Description of the task:
Starting with the line that contains "Task: point out each instance of the white cloud", reproduce each line through the end of the listing below, with no other output.

[Records for processing — start]

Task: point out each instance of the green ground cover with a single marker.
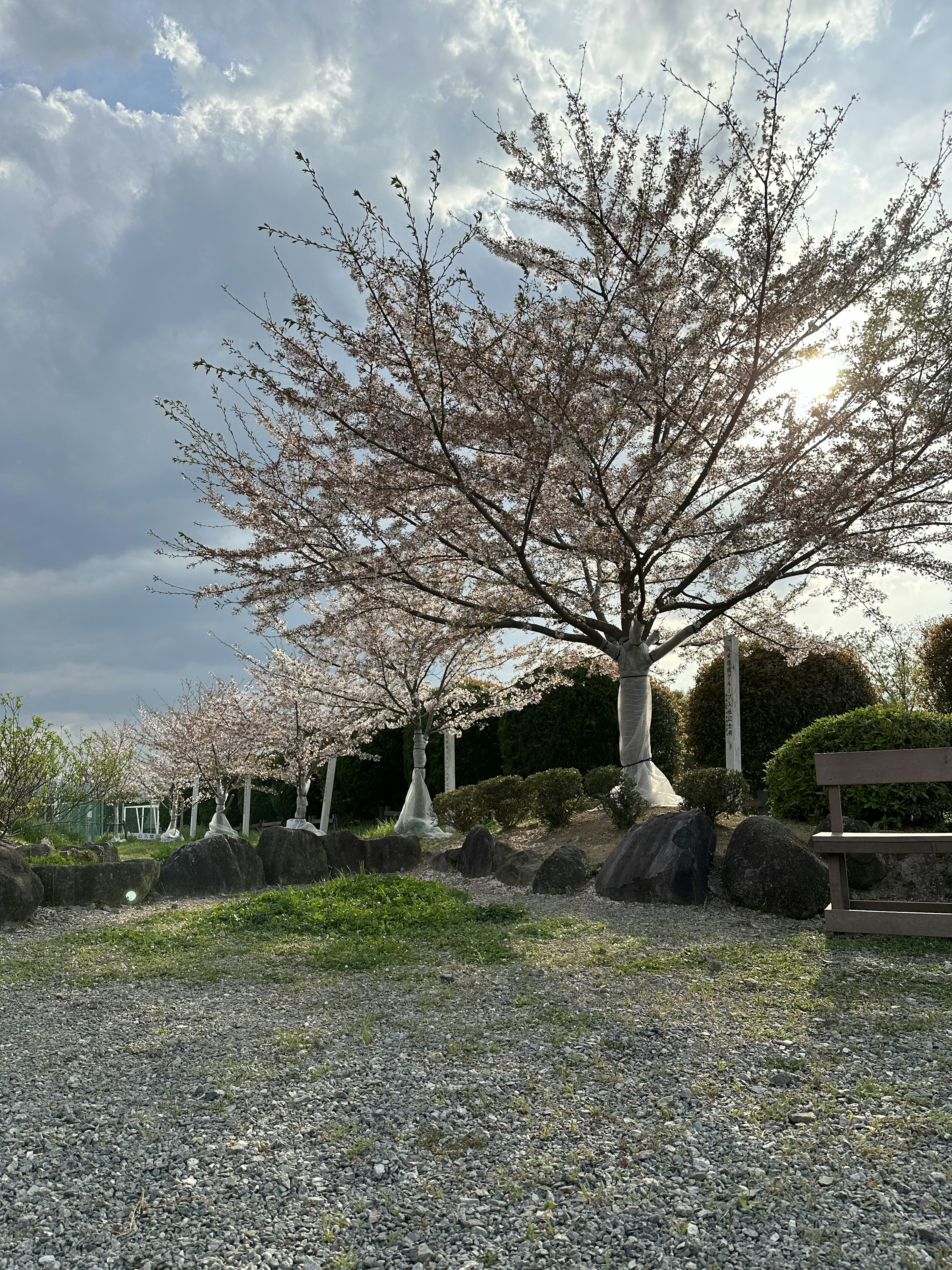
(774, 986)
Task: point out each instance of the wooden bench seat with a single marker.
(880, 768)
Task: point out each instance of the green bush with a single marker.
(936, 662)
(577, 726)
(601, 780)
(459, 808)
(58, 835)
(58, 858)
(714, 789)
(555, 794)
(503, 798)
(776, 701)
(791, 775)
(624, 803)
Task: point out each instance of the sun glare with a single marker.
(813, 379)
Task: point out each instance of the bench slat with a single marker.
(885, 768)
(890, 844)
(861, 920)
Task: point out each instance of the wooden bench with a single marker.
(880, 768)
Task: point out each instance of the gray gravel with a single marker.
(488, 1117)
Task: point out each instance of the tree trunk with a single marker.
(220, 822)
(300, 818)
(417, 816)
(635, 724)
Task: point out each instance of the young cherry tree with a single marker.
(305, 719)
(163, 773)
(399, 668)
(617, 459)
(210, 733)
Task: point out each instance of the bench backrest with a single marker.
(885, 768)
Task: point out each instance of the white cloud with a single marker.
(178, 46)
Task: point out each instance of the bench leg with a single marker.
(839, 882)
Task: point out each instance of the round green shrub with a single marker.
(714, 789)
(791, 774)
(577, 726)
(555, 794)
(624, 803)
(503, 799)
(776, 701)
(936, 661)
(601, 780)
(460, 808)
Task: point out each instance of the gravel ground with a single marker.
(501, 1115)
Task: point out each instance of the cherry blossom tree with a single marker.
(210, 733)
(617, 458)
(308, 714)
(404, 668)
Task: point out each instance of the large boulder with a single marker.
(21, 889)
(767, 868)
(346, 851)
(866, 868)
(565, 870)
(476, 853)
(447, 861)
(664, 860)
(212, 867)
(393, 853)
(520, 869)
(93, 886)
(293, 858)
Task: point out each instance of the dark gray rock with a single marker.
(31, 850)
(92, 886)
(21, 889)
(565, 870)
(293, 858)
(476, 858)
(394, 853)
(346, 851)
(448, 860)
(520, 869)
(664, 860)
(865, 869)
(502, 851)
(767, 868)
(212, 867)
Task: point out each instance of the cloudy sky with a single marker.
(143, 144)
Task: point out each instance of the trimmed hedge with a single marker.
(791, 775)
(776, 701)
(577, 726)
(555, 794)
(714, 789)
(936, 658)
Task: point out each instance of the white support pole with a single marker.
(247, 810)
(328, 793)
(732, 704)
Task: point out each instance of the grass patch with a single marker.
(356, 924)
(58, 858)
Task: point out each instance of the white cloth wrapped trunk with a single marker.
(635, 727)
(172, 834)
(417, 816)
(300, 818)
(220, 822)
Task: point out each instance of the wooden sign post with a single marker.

[Records for processing — finish]

Response box:
Task: point out each instance of the white cloud with a single marker.
(178, 46)
Task: point out each instance of the bench leg with a single marker.
(839, 882)
Task: point out each instance of the round green shrub with a single marker.
(714, 789)
(791, 774)
(577, 726)
(555, 794)
(624, 803)
(503, 799)
(776, 701)
(936, 661)
(601, 780)
(460, 808)
Task: point out each instance of the gravel ground with a single marker.
(501, 1115)
Task: point out each instance of the cherry blossom tree with a single marker.
(210, 733)
(617, 458)
(308, 714)
(404, 668)
Task: point out each instance of the large boulder with a single marker.
(21, 889)
(767, 868)
(346, 851)
(866, 868)
(565, 870)
(476, 853)
(447, 861)
(664, 860)
(212, 867)
(393, 853)
(520, 869)
(93, 886)
(293, 858)
Task: point out each instance of the dark gray rock with a single marker.
(31, 850)
(92, 886)
(21, 889)
(565, 870)
(293, 858)
(476, 858)
(394, 853)
(346, 851)
(448, 860)
(520, 869)
(664, 860)
(865, 869)
(502, 851)
(767, 868)
(212, 867)
Task: point out each instance of the cloudy sky with a single marker.
(143, 144)
Task: point out each instance of the trimmed hedge with a single marker.
(791, 775)
(776, 701)
(577, 726)
(555, 794)
(714, 789)
(936, 658)
Task: point out each instance of the white support pole with a single marker.
(247, 810)
(328, 793)
(732, 704)
Task: point out each instance of the grass patch with a single marker.
(356, 924)
(58, 858)
Task: point out each instance of the white cloth wrapped trunk with a single marker.
(635, 727)
(172, 834)
(417, 816)
(300, 818)
(220, 822)
Task: point out each instance of the wooden sign post with a single marker.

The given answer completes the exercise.